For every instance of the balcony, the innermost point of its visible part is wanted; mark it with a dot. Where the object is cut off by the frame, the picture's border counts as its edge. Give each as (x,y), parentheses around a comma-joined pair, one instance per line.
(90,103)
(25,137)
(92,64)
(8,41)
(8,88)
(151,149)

▶ [Do this]:
Rewrite these records with "balcony" swapped for "window", leaving every other part unchanged.

▶ [Correct answer]:
For every instance of the window, the innermost point of its visible part is wanted; mark it with a dot. Where the object is cut off by the frame, the picture's border counts as its edge. Give each as (x,y), parentheses around a comma-joined pair, one instance per line.
(90,103)
(25,137)
(92,64)
(8,41)
(8,88)
(151,149)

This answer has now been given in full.